## [TEXT PASSAGE]
####################

Member of the Scottish Parliament for Mid Scotland and Fife (1 of 7 Regional MSPs)
- In office 3 May 2007 – 7 December 2012
- Preceded by: Tricia Marwick
- Succeeded by: Jayne Baxter

Personal details
- Born: 14 September 1973 (age 52) Dunfermline, Scotland
- Party: Scottish Labour Party
- Education: Woodmill High School, Scotland

= John Park (politician) =

Scottish Labour Party politician (born 1973)

John William Park (born 14 September 1973) is a former Scottish Labour Party politician. He was elected as a Member of the Scottish Parliament (MSP) for the Mid Scotland and Fife electoral region in May 2007. Park was re-elected in 2011, but resigned his seat with effect from 7 December 2012 and was succeeded by Jayne Baxter. He was educated at Woodmill High School in Dunfermline, Scotland.

####################

## [EXERCISE MATERIALS]

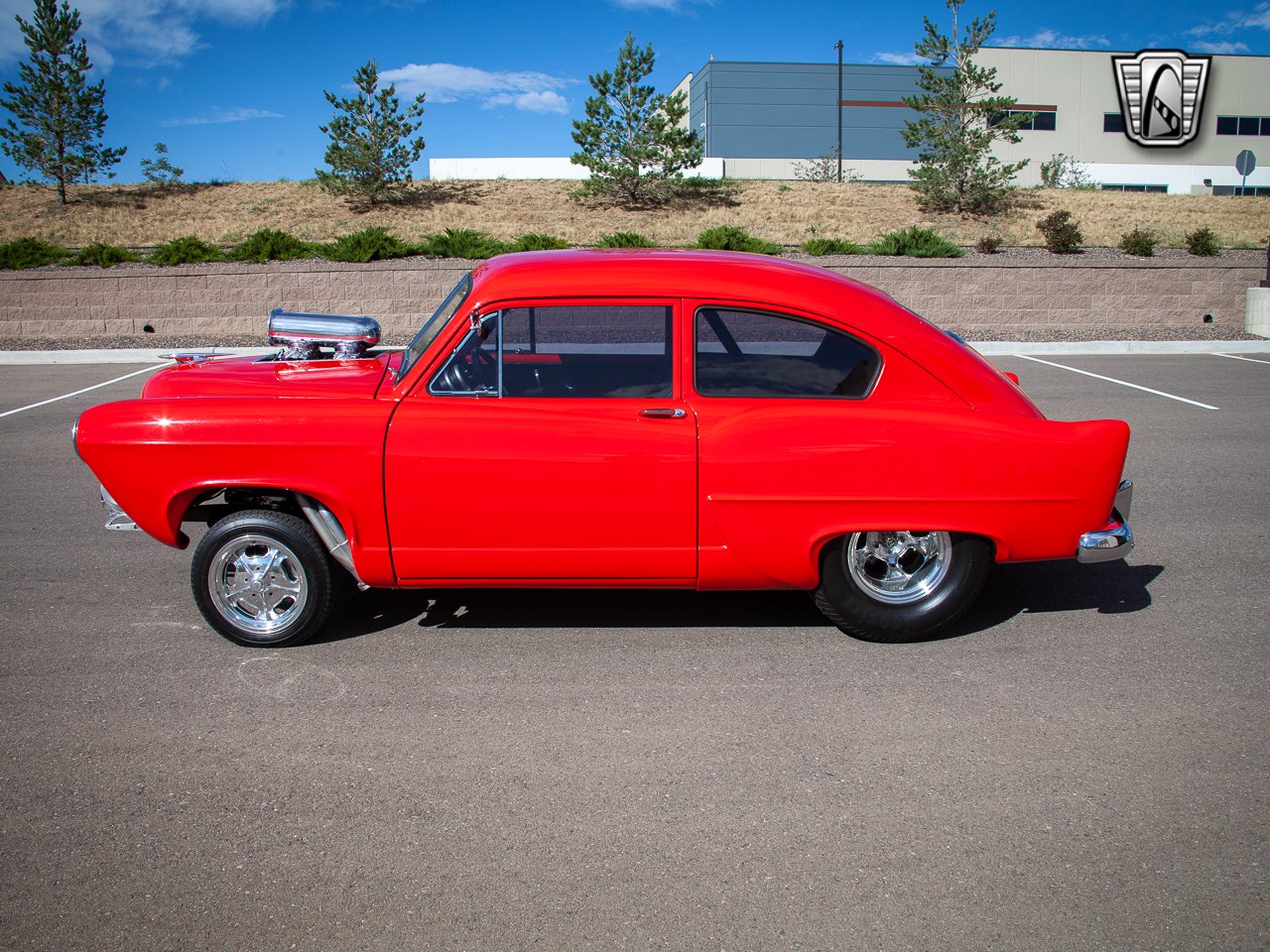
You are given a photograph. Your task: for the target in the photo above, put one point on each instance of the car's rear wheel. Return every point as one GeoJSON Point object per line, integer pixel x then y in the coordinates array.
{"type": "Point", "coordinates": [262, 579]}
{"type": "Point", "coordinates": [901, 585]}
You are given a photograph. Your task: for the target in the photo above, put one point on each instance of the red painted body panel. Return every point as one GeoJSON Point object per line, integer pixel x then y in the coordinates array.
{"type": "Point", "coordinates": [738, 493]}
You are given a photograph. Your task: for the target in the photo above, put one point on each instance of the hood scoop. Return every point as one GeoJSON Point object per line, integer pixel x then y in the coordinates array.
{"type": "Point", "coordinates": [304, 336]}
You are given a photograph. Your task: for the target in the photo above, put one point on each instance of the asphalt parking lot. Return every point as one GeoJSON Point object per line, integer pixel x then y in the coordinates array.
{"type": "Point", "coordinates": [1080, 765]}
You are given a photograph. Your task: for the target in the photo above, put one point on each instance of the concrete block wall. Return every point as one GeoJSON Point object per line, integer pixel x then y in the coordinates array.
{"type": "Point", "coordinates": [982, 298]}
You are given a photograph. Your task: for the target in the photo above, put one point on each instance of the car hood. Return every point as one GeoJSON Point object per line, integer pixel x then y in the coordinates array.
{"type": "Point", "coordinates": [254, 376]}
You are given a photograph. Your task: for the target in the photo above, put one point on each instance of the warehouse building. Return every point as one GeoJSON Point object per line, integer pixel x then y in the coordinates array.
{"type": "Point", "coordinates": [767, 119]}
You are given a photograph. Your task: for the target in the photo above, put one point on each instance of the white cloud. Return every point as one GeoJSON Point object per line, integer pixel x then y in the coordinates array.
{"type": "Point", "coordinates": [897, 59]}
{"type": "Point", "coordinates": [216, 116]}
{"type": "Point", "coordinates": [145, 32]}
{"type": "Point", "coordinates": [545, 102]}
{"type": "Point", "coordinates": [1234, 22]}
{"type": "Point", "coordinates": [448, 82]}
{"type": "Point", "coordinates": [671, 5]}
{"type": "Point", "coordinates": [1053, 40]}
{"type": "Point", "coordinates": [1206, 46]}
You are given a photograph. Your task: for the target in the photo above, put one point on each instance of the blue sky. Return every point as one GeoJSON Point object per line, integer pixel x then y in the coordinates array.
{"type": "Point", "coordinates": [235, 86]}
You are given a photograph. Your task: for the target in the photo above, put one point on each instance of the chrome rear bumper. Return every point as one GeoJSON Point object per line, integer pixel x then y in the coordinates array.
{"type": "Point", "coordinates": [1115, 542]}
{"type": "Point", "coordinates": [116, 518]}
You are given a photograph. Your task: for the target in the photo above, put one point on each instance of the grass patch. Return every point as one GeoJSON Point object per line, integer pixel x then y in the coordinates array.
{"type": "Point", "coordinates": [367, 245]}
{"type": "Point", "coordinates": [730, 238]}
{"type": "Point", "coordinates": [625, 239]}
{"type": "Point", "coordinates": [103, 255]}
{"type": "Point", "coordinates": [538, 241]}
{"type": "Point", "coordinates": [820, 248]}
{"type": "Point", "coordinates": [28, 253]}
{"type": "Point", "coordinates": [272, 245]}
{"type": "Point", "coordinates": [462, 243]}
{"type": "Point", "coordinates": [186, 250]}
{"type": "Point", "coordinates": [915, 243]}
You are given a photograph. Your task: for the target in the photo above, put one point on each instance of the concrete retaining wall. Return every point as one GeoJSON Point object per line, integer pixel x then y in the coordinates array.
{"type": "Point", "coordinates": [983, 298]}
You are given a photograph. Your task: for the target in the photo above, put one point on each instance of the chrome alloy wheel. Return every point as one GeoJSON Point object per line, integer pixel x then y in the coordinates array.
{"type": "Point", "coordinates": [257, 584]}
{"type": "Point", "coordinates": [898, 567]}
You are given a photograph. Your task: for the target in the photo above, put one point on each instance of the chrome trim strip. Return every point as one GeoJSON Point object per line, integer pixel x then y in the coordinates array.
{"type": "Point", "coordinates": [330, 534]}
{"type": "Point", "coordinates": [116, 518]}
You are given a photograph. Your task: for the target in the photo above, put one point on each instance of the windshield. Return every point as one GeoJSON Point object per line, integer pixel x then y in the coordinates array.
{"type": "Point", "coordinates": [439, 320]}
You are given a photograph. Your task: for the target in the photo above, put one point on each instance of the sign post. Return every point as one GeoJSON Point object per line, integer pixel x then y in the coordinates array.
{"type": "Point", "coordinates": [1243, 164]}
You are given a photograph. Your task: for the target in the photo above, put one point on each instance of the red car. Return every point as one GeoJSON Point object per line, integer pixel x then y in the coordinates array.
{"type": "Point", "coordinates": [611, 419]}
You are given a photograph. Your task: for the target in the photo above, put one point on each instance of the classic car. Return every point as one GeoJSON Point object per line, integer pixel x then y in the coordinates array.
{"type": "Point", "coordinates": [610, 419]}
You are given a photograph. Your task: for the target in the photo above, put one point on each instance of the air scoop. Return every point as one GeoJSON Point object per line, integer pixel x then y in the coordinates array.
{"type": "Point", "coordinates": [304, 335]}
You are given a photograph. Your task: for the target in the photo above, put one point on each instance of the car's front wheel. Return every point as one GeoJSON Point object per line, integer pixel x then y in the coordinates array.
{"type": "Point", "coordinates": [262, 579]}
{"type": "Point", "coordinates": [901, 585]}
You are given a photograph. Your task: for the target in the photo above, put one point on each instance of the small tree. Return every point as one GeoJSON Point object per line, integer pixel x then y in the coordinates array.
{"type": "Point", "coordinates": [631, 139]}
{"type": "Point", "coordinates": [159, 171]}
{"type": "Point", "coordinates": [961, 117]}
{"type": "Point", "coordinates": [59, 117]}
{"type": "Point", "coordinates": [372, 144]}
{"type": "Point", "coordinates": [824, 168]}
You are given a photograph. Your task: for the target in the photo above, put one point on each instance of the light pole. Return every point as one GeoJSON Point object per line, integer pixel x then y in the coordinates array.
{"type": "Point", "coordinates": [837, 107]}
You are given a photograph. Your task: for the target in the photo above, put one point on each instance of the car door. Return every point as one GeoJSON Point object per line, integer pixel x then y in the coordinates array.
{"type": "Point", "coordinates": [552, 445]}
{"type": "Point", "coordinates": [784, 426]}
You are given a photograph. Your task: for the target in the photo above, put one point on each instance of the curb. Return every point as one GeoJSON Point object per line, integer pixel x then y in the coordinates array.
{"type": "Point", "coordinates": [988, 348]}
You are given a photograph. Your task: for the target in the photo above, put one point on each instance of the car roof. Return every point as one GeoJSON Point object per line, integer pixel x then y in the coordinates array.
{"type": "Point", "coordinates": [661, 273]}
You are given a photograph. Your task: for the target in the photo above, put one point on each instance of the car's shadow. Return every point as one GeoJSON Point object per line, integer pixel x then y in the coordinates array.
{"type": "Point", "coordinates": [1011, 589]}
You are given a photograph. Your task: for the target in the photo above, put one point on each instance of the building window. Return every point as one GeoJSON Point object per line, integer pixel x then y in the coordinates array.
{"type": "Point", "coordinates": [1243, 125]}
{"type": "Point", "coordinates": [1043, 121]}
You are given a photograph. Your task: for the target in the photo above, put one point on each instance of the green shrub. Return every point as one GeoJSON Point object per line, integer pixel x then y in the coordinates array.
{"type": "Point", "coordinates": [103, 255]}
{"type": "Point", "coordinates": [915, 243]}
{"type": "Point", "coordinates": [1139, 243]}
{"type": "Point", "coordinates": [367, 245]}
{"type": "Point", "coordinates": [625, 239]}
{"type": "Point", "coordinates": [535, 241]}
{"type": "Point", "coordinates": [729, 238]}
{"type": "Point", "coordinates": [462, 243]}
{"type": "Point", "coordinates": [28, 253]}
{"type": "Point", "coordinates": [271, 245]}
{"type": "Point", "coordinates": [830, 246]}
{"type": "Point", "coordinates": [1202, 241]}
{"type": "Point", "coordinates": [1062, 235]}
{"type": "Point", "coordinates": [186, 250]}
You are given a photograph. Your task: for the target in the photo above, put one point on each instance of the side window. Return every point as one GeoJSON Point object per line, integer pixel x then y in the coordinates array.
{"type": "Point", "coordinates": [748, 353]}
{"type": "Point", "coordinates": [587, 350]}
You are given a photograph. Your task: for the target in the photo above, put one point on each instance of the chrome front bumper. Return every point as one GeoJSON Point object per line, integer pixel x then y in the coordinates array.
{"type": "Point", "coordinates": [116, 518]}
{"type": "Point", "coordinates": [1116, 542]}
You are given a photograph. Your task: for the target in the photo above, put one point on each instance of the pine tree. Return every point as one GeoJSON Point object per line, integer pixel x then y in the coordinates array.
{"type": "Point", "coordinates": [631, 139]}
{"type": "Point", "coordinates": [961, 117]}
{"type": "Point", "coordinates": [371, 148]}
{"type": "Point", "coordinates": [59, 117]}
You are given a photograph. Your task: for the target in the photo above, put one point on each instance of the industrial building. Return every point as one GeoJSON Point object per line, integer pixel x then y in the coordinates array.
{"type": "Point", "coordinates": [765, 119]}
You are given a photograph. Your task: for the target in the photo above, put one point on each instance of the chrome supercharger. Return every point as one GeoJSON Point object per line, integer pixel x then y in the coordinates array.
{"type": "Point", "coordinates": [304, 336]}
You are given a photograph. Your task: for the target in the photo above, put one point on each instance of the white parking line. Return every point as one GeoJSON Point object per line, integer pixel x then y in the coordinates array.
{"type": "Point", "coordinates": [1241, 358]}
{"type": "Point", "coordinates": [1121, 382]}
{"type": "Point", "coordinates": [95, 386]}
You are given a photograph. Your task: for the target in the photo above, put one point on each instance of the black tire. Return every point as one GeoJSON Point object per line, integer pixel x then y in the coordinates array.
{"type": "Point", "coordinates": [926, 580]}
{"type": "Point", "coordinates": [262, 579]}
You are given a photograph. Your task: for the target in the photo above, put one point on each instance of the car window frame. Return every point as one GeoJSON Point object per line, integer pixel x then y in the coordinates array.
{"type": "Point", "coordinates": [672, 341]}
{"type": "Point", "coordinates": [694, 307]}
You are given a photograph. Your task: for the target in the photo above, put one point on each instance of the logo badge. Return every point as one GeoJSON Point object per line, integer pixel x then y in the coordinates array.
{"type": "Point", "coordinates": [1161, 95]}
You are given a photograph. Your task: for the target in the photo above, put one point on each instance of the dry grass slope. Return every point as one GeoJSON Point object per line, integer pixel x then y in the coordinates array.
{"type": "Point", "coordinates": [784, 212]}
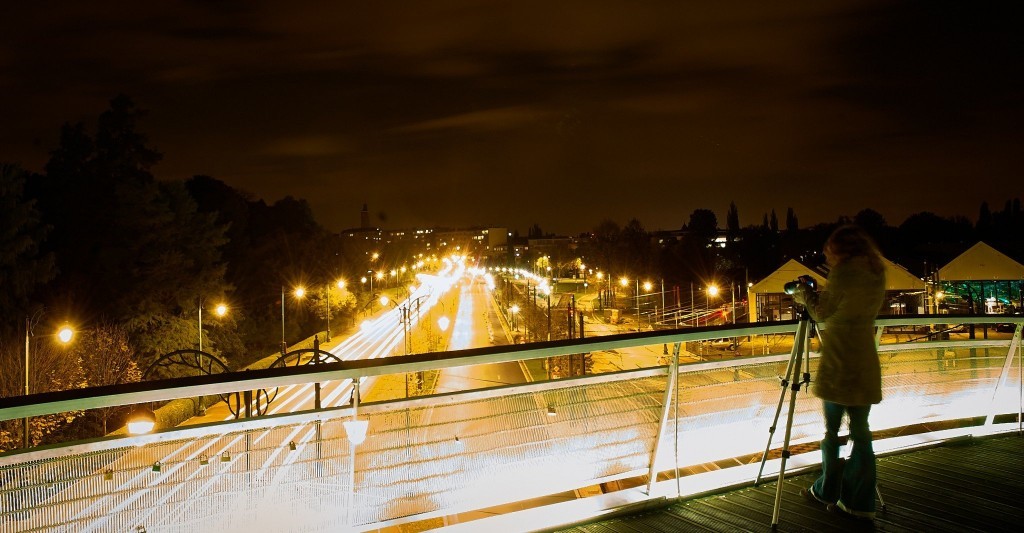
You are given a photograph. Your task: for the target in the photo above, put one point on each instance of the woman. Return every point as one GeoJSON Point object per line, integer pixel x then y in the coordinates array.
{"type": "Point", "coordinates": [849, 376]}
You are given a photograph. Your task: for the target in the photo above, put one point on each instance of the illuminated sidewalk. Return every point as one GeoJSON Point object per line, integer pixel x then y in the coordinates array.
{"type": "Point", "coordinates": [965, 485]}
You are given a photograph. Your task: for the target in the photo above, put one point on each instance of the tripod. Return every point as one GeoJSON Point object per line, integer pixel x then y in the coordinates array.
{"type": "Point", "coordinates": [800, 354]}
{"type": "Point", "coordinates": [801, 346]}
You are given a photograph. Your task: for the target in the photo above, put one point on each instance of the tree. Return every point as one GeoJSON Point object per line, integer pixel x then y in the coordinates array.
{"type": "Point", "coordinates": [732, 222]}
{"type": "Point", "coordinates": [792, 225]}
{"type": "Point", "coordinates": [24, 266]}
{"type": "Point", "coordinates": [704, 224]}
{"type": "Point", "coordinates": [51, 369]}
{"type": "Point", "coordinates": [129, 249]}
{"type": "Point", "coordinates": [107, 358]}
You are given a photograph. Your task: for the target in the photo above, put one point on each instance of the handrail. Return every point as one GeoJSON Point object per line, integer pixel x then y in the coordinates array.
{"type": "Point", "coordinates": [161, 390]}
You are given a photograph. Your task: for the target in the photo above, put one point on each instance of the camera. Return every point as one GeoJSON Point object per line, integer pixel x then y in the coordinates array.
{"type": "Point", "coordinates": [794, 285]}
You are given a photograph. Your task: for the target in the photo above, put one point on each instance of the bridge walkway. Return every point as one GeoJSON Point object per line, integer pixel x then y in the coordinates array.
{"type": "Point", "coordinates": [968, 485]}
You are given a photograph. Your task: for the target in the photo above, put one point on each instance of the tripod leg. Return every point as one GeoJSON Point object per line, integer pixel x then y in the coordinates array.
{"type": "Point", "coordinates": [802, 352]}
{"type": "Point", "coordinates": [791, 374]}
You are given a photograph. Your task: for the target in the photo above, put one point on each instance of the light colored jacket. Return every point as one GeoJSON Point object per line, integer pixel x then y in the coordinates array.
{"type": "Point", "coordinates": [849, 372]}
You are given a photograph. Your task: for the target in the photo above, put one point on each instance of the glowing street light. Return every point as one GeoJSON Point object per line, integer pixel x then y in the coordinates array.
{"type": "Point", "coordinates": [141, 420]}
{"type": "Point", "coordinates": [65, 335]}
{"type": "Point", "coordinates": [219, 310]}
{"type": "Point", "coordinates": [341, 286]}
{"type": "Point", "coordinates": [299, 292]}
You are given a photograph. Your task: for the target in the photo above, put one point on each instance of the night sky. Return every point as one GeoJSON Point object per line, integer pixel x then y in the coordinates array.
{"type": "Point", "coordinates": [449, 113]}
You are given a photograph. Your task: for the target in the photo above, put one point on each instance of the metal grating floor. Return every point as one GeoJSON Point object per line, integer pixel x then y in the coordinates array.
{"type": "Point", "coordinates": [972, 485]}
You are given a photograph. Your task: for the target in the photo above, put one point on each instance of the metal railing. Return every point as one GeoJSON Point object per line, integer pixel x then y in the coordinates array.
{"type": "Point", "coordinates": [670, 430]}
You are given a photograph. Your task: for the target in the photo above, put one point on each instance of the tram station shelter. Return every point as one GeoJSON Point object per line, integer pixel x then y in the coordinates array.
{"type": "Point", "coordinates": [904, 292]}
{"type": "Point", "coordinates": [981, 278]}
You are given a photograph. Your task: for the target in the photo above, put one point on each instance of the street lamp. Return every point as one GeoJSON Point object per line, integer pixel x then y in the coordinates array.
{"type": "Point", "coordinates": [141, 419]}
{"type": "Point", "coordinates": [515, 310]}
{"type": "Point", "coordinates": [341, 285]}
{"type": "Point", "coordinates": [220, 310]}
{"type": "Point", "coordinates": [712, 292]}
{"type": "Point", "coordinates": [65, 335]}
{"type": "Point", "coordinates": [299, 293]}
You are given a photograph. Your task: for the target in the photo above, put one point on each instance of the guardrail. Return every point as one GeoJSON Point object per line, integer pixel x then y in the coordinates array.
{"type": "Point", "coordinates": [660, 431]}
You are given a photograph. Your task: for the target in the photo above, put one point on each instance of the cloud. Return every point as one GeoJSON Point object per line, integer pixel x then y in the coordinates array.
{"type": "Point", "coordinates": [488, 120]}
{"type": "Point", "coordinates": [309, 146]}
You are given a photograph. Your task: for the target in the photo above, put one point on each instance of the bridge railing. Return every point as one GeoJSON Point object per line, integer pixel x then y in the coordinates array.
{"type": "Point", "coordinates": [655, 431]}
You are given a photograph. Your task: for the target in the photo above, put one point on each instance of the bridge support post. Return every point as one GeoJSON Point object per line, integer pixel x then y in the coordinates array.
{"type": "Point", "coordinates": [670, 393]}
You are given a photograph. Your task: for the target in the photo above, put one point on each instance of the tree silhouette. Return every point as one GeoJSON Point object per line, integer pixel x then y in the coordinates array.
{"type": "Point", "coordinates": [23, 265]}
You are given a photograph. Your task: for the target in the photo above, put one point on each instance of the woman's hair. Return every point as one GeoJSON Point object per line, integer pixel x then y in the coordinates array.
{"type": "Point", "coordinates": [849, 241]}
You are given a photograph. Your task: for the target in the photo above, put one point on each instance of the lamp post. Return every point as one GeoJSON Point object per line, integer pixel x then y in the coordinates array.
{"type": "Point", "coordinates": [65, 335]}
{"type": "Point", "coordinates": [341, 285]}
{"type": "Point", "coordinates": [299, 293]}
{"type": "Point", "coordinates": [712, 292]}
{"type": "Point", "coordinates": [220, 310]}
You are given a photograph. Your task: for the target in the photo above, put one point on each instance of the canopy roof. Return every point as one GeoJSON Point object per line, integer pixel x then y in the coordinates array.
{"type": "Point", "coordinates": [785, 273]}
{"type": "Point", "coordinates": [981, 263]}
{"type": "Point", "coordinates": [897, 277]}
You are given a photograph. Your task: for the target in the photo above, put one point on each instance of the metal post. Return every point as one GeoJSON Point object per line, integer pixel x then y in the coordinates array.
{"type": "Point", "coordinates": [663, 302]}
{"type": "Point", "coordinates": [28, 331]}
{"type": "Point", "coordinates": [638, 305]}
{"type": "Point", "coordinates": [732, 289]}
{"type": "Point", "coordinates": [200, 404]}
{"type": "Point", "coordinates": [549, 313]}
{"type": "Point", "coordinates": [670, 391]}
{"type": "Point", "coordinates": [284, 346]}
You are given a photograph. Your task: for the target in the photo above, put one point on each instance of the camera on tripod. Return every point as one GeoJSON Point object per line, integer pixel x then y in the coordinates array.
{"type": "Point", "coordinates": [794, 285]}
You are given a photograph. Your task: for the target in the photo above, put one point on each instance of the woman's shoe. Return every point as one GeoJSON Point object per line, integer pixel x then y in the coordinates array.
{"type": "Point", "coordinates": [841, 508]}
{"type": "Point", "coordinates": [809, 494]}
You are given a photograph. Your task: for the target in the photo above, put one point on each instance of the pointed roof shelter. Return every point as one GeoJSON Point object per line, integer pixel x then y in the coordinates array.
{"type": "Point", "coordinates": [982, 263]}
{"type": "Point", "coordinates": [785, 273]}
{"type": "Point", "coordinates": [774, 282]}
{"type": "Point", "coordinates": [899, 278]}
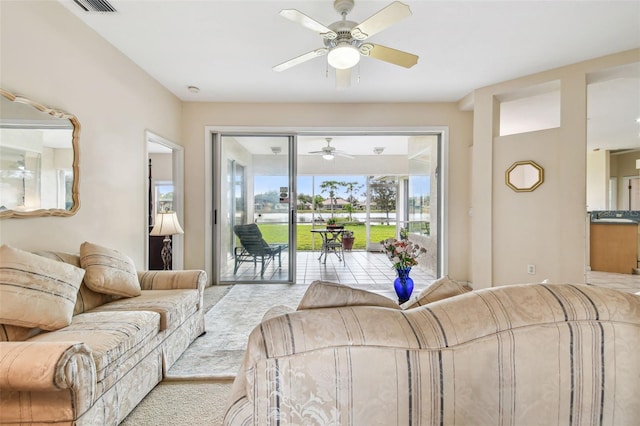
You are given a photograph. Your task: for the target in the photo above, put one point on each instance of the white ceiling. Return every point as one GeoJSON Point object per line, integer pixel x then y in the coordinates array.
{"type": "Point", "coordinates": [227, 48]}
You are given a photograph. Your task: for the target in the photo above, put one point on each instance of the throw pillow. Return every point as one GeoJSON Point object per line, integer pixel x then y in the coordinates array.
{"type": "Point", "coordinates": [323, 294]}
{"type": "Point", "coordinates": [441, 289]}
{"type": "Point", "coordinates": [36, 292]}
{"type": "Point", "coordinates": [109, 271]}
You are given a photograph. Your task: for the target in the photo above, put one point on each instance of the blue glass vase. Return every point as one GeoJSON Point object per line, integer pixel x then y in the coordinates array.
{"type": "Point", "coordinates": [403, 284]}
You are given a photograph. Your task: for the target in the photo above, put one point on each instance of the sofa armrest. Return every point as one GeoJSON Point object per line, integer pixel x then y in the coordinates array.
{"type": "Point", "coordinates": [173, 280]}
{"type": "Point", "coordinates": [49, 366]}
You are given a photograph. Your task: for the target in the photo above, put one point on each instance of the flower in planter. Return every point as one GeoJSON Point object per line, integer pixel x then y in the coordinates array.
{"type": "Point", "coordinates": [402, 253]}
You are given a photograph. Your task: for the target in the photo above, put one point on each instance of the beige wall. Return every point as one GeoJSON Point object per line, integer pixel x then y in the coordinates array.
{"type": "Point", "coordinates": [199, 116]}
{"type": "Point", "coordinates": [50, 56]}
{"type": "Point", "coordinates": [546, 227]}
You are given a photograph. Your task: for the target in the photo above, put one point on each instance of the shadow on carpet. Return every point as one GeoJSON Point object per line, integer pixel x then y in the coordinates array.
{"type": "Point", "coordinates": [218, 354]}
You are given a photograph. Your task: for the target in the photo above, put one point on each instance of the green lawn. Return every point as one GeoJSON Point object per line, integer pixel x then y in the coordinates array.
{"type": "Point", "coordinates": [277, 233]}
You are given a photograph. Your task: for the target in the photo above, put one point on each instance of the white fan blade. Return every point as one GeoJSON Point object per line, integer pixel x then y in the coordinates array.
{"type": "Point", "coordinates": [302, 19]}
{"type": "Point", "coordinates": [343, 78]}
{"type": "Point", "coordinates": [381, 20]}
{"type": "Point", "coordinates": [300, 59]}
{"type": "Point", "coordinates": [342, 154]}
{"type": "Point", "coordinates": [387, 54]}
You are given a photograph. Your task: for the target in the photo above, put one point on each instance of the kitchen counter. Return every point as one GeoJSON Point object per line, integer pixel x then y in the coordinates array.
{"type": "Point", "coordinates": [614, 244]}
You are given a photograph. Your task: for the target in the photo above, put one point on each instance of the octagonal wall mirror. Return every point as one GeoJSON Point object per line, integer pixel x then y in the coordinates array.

####################

## [WORK TO DO]
• a. Gather every line of the listing that contains the string "street", treating uppercase and lowercase letters as different.
• b. Extend the biography of the politician John Park, picking up after its final sentence.

## [ANSWERS BELOW]
• a.
You are given a photograph. Your task: for the target in the photo above, put one point on each instance of the glowing street light. Return every point as one GeoJSON Point object per line, integer pixel x then y in the coordinates array.
You are given a photograph. Your task: for the target in the photo above, put one point on each instance of the street lamp. Return every point as one GeoJSON Point object per line, integer pixel x then y in the coordinates array.

• b.
==Career==

Park was formerly a trade union official working for Unite (formerly Amicus and the Amalgamated Engineering and Electrical Union) and the Scottish TUC. He started working in Rosyth Dockyard in 1989 as an electrical apprentice. He became active in the Dockyard's influential trade unions during the Trident refitting campaign in the early 1990s. After becoming a shop steward he was elected the Dockyard's youngest ever full-time trade union convenor in 1998.

After resigning from his seat in the Scottish Parliament on 7 December 2012, he took up the position of Director of Policy and Strategy with Community trade union until 2017, when he joined the Amazon Public Policy team as Head of labour and skills policy in Europe. In 2021, Park was appointed Head of Government Affairs and Public Policy for Google Cloud in the UK & Ireland.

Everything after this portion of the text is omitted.